# Text block:
^^^^

Member of the Legislative Assembly of Alberta
- In office 1973–1982
- Preceded by: Len Werry
- Succeeded by: Janet Koper
- Constituency: Calgary-Foothills

Minister without Portfolio Responsible for Calgary affairs
- In office March 1975 – March 1979

Minister of Government Services
- In office March 1979 – November 1982
- Preceded by: Horst Schmid
- Succeeded by: Pat Nelson

Personal details
- Born: Stewart Alden McCrae December 30, 1929 Gladstone, Manitoba
- Died: September 2, 2015 (aged 85) Calgary, Alberta
- Party: Progressive Conservative

= Stewart McCrae (politician) =

Canadian politician

Stewart Alden McCrae (December 30, 1929 - September 2, 2015) was a provincial level politician from Alberta, Canada. He served as a member of the Legislative Assembly of Alberta from 1973 to 1982 sitting with the governing Progressive Conservative caucus. During his time in office he served a couple different cabinet portfolio's in the Peter Lougheed government.

^^^^

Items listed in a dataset
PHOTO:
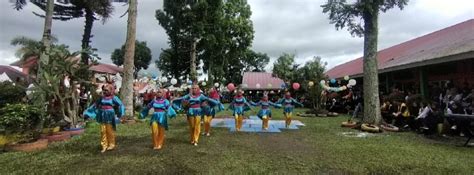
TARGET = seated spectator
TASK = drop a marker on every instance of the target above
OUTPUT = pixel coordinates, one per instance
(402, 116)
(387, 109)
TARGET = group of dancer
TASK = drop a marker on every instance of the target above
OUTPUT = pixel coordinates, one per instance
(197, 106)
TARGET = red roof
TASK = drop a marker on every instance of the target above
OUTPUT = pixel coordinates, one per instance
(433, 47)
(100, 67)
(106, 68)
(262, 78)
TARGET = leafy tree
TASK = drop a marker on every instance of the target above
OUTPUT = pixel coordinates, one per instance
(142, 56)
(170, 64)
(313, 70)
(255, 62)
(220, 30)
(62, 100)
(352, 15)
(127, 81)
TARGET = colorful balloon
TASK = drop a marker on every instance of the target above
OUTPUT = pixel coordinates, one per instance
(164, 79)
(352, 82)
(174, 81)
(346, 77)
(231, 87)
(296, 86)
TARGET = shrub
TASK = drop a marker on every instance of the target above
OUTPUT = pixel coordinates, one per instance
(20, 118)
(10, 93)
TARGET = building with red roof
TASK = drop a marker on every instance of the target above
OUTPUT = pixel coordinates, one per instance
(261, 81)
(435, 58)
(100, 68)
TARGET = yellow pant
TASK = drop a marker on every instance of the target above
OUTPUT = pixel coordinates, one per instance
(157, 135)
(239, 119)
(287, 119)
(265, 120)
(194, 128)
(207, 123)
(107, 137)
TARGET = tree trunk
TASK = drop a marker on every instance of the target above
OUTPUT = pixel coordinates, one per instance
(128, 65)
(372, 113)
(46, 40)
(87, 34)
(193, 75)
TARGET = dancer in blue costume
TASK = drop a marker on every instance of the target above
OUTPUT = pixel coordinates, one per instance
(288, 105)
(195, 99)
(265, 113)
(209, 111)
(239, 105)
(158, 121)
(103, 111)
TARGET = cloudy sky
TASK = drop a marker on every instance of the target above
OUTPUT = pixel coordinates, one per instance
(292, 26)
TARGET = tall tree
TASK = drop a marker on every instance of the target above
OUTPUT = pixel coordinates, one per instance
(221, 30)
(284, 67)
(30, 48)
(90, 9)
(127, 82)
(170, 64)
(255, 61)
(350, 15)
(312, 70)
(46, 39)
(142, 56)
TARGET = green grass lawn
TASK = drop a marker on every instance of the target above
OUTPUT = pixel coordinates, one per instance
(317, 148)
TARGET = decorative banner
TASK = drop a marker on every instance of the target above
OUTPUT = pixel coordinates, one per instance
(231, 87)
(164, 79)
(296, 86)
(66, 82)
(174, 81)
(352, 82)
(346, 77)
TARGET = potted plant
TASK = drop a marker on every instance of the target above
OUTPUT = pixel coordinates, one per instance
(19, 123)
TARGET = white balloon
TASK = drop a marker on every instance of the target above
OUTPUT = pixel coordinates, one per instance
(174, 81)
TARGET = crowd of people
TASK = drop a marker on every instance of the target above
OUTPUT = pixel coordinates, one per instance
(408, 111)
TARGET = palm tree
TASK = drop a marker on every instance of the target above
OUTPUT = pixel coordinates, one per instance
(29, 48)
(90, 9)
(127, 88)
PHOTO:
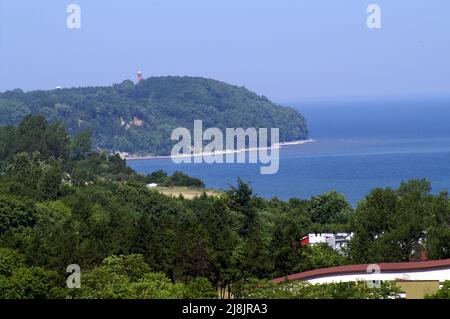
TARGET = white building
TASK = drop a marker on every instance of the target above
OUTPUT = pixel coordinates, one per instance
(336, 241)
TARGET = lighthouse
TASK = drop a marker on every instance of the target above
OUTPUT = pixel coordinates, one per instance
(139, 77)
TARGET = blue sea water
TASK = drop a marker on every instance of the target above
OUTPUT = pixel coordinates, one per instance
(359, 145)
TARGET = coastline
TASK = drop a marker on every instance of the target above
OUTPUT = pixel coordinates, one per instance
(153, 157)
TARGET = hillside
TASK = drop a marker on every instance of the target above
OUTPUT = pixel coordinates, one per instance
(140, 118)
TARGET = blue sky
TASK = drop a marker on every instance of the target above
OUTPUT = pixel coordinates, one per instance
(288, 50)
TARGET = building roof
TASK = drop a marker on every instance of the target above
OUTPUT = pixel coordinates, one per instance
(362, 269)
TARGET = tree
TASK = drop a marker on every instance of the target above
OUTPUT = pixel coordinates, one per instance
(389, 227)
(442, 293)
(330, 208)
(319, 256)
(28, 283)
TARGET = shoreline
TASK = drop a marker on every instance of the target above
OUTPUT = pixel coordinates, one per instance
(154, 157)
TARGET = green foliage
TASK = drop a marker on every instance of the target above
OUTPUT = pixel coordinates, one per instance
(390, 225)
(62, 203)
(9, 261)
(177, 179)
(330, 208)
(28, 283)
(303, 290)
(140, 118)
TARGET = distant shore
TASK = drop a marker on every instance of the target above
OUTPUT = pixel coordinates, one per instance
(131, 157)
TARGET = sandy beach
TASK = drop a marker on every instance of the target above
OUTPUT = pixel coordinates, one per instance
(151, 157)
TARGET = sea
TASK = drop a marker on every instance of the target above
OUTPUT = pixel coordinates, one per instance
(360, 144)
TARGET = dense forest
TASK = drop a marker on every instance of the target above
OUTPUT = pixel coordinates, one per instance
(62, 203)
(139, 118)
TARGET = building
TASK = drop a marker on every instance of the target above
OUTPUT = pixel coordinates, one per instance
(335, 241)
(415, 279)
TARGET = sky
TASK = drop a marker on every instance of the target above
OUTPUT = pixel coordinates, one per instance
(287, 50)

^^^^

# What to do:
a - Answer from the Stewart McCrae biography:
(i) Which constituency did he represent in the Legislative Assembly of Alberta?
(ii) Who held the post of Minister of Government Services before him?
(iii) In what town and province was he born?
b - Carry on the Stewart McCrae biography from the end of its last sentence.

# Outputs:
a -
(i) Calgary-Foothills
(ii) Horst Schmid
(iii) Gladstone, Manitoba

b -
==Early life==
Stewart Alden McCrae was born in 1929 and raised in Gladstone, Manitoba. He grew up in the province and went to the University of Manitoba to complete his post secondary education, attaining a degree in Law. He articled in Winnipeg, Manitoba at the lawfirm of Tallin & Kristiansen. He moved to Calgary in 1957 and started work as a Division Land Manager for a petroleum company. He had three kids and also served as President of the Brentwood Home and School Association.

==Political career==
McCrae ran for election to the Alberta Legislature in a by-election held in the electoral district of Calgary-Foothills. He defeated Social Credit leader Werner Schmidt and three other candidates in a closely contested race to win his seat. He ran for re-election a couple years later in the 1975 Alberta general election doubling his vote and defeating five other candidates in a landslide.

After the provincial election McCrae was appointed to the Executive Council of Alberta by Premier Peter Lougheed. He became a Minister without Portfolio responsible for Calgary affairs. McRae ran for a third term in the 1979 Alberta general election. His popular vote dropped quite a bit from his 1975 result, he still however won a landslide victory.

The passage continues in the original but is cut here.